THE PROBLEM |
Every line of the material is to be repeated exactly as it stands.

(Entries from a dataset)
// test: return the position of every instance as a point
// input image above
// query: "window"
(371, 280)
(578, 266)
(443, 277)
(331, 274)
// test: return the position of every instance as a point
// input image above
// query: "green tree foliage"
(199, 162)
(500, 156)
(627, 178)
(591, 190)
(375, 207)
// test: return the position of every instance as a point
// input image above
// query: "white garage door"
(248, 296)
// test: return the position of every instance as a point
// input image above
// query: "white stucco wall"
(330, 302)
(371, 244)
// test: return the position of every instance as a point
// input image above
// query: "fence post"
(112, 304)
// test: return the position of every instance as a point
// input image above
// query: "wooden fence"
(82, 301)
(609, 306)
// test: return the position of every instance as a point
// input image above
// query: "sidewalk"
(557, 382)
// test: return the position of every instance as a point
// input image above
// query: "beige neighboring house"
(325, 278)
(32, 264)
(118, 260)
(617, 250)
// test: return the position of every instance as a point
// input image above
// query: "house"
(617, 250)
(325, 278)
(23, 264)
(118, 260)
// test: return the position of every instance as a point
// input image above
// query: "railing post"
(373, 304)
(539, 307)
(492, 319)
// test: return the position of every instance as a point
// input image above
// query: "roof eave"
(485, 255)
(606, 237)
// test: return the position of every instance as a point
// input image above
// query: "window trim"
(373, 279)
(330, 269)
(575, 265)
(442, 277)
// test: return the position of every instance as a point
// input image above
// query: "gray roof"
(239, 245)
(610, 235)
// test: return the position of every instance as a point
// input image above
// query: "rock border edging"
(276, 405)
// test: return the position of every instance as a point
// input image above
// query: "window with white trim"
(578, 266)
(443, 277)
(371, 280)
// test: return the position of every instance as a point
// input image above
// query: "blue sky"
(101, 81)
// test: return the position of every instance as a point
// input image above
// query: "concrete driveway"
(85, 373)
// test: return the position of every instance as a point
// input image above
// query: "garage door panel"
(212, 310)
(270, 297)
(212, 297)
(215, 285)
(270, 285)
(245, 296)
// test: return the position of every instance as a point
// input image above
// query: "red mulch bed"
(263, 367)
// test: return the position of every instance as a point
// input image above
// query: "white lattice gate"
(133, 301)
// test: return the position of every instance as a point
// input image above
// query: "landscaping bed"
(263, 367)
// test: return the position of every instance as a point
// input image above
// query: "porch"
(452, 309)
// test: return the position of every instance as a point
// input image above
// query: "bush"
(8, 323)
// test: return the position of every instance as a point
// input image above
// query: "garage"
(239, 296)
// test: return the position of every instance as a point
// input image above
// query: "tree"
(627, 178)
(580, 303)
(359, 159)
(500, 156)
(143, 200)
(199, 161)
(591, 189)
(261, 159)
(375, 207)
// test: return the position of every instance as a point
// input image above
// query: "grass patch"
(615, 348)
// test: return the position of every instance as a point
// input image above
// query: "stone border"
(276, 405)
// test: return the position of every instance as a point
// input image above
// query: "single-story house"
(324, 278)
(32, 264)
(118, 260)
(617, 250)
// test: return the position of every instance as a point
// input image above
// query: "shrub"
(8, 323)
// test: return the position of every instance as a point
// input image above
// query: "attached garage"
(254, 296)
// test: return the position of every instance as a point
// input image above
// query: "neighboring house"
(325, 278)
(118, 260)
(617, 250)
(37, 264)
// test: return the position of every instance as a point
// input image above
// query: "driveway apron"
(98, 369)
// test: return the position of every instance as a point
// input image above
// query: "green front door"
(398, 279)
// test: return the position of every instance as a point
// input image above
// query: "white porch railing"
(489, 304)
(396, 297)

SOLUTION FOR THIS EXERCISE |
// test: return the position of every instance as a point
// input image above
// query: "window"
(371, 280)
(578, 266)
(443, 277)
(331, 274)
// test: return the position of every instance as a point
// input image above
// query: "green tree foliage"
(199, 162)
(500, 156)
(627, 178)
(591, 190)
(375, 207)
// test: return the position of every instance as a point
// input image above
// query: "white garage door"
(248, 296)
// test: return the position of every instance as a point
// input image above
// query: "white stucco wall"
(330, 302)
(371, 244)
// test: return the position of every instance as a point
// input image above
// query: "fence post"
(112, 304)
// test: return the position of every instance as a point
// input image above
// query: "wooden fence"
(82, 301)
(609, 306)
// test: return the position of every instance as a point
// input image above
// query: "sidewalk"
(557, 382)
// test: return the position of every instance as a point
// input image above
// query: "beige neighboring house"
(325, 278)
(32, 264)
(118, 260)
(617, 250)
// test: return the position of every instance as a point
// input image above
// query: "house"
(617, 250)
(325, 278)
(23, 264)
(118, 260)
// test: return the position of every instance as a point
// input image above
// query: "railing post"
(373, 304)
(539, 307)
(492, 319)
// test: return the position of every instance as a point
// input image above
// query: "roof eave"
(485, 255)
(606, 237)
// test: return the position of every instance as a point
// input image above
// query: "window trim"
(373, 279)
(330, 269)
(575, 265)
(442, 277)
// test: return the position of every instance as a point
// input image above
// query: "gray roof"
(239, 245)
(610, 235)
// test: return the position of every instance as a point
// input image above
// query: "rock border edging"
(276, 405)
// test: return the position of every instance as a point
// input image above
// query: "window with white trim"
(578, 266)
(443, 277)
(371, 280)
// test: return the position of every instance as a point
// input image above
// query: "blue sky"
(101, 81)
// test: return the position of every instance as a point
// input image above
// query: "concrete driveway"
(85, 373)
// test: return the position of every instance as a point
// input image above
// query: "garage door panel"
(212, 310)
(270, 297)
(212, 297)
(215, 285)
(270, 285)
(245, 296)
// test: return the position of every instance as a point
// input image above
// query: "red mulch bed"
(263, 367)
// test: return the position of every instance as a point
// input image above
// query: "white lattice gate"
(133, 301)
// test: return the position of every instance as a point
// input image above
// query: "landscaping bed"
(263, 367)
// test: return the position of every instance as a point
// input image above
// query: "porch"
(452, 309)
// test: return the position of every instance as a point
// input image above
// query: "bush"
(8, 323)
// test: return the position of every instance as a point
// input image above
// query: "garage"
(239, 296)
// test: return the position of every instance as a point
// input image above
// query: "tree"
(627, 178)
(580, 303)
(359, 159)
(500, 156)
(143, 200)
(199, 161)
(591, 189)
(261, 159)
(375, 207)
// test: return the position of every instance as a point
// input image above
// query: "grass patch"
(615, 348)
// test: return the position of every instance as a point
// input image above
// query: "stone border"
(276, 405)
// test: return the position of every instance as a point
// input image above
// query: "single-story house"
(324, 278)
(32, 264)
(118, 260)
(617, 250)
// test: return the position of every instance as a point
// input image above
// query: "shrub"
(8, 323)
// test: return the position of every instance as a point
// input image above
// query: "attached garage"
(254, 296)
// test: return the position of every instance as a point
// input image above
// query: "neighboring house"
(325, 278)
(118, 260)
(617, 250)
(37, 264)
// test: return the position of every instance as a point
// input image above
// query: "driveway apron"
(98, 369)
// test: return the position of every instance as a point
// input image above
// query: "green front door"
(398, 279)
// test: return the position of every instance as a point
// input image above
// query: "white porch railing"
(489, 304)
(396, 297)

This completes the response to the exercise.